## What the task asks
Rewrite the lines below, changing "knuckle" to "finger joint" everywhere and keeping everything else the same. Leave the pictures out of your answer.

——————————

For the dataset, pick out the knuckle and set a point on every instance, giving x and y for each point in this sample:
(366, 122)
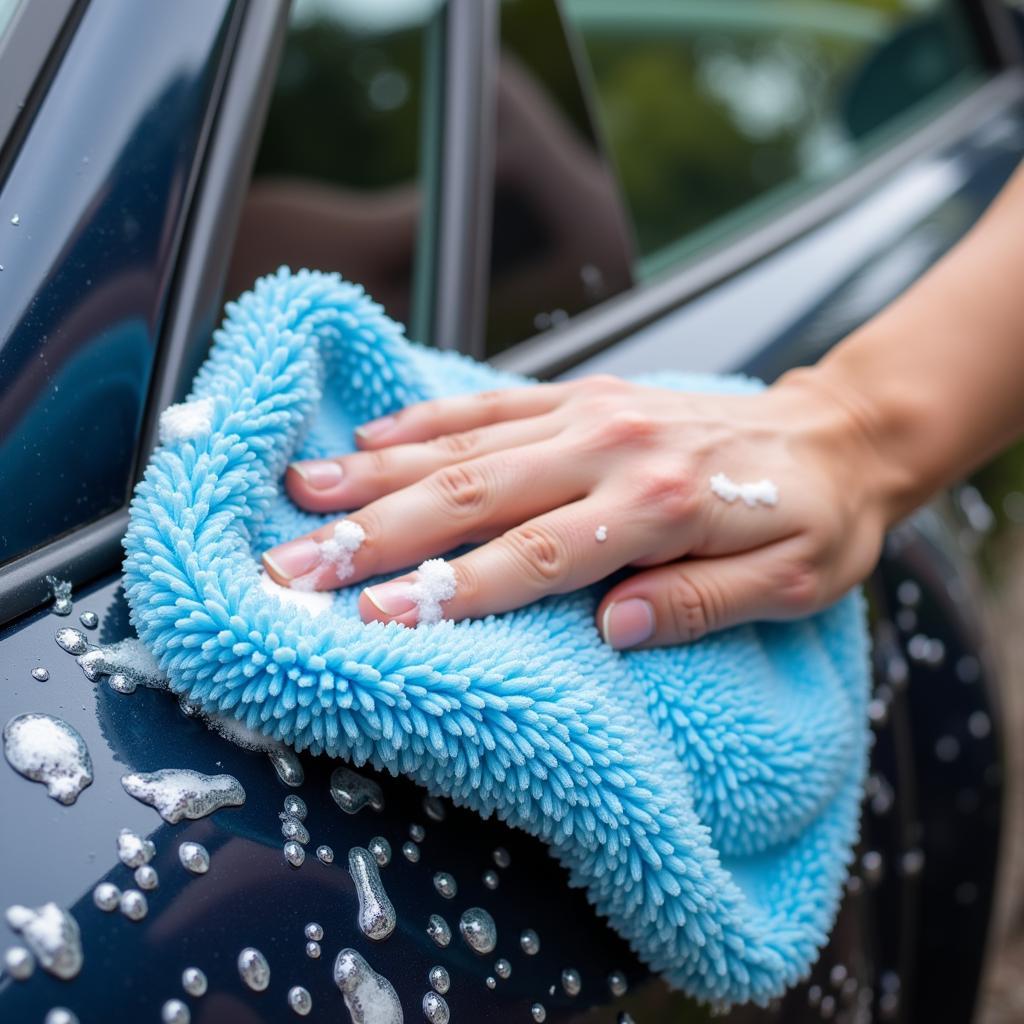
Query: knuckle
(539, 554)
(692, 608)
(462, 488)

——————————

## Solved problem
For the dataset, pick out the finger joint and set a point on every instance, giving x and y for each point in this sample:
(366, 122)
Query: finger joint
(539, 554)
(692, 608)
(462, 488)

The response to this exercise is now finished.